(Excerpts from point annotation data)
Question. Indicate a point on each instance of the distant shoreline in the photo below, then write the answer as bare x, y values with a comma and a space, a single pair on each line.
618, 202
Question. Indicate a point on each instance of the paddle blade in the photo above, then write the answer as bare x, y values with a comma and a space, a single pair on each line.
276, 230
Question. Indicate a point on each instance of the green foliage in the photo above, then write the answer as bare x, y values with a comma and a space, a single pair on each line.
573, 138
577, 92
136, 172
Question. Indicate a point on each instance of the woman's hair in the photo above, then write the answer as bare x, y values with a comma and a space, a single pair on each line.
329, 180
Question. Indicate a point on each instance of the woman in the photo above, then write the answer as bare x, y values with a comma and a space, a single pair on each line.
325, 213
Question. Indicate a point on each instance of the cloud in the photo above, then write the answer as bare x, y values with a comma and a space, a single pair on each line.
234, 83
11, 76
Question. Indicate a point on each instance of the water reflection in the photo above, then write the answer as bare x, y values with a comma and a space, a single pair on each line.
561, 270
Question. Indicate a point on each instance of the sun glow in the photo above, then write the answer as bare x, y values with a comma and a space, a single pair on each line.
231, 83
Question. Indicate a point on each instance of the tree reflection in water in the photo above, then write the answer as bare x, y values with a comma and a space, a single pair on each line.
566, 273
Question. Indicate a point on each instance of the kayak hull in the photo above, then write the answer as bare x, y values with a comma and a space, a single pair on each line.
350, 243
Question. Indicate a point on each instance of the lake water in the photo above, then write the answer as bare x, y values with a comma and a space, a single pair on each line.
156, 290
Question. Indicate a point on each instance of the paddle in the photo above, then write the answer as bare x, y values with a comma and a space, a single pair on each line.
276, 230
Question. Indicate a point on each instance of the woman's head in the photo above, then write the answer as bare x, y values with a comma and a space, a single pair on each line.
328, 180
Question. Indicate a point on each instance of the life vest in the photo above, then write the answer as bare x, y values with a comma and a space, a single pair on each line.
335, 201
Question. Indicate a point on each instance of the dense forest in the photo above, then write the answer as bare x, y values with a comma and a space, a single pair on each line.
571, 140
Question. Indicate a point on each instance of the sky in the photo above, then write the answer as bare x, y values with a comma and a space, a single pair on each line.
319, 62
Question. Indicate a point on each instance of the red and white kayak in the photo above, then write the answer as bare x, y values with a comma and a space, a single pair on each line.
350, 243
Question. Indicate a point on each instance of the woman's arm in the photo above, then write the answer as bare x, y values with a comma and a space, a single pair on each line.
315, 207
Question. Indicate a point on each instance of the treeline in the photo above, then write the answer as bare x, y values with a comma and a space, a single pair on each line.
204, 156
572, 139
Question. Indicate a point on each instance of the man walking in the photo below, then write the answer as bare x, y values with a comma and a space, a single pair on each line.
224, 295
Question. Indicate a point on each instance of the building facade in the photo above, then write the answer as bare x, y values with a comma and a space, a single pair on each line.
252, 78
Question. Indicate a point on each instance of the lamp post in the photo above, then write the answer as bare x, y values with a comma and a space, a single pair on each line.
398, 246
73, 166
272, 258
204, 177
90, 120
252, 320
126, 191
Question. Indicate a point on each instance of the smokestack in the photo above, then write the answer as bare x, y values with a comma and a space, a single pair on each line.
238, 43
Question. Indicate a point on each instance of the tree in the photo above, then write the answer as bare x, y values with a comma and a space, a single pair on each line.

→ **Task prompt**: Rewrite the items from the line containing "Question. Indicate a point on each instance of the lamp" through the end of the items, substituting "chimney" for "smokestack" and leaving everything else unchanged.

→ **Result below**:
Question. Indicate a point on each instance of the lamp post in the photo above, then write the answer as bare x, y values with a comma and a space, a single pair on each line.
398, 246
73, 166
272, 258
204, 177
90, 120
252, 320
126, 191
Question. Indicate a point on each instance of the chimney in the photo above, then write the answer as bare x, y values with a comma and a space, a single pair on each line.
238, 43
Question. Indicate a point on each instance of the tree in the photo above, then write the answer as bare x, y values with a comma and a space, a single pair on each line.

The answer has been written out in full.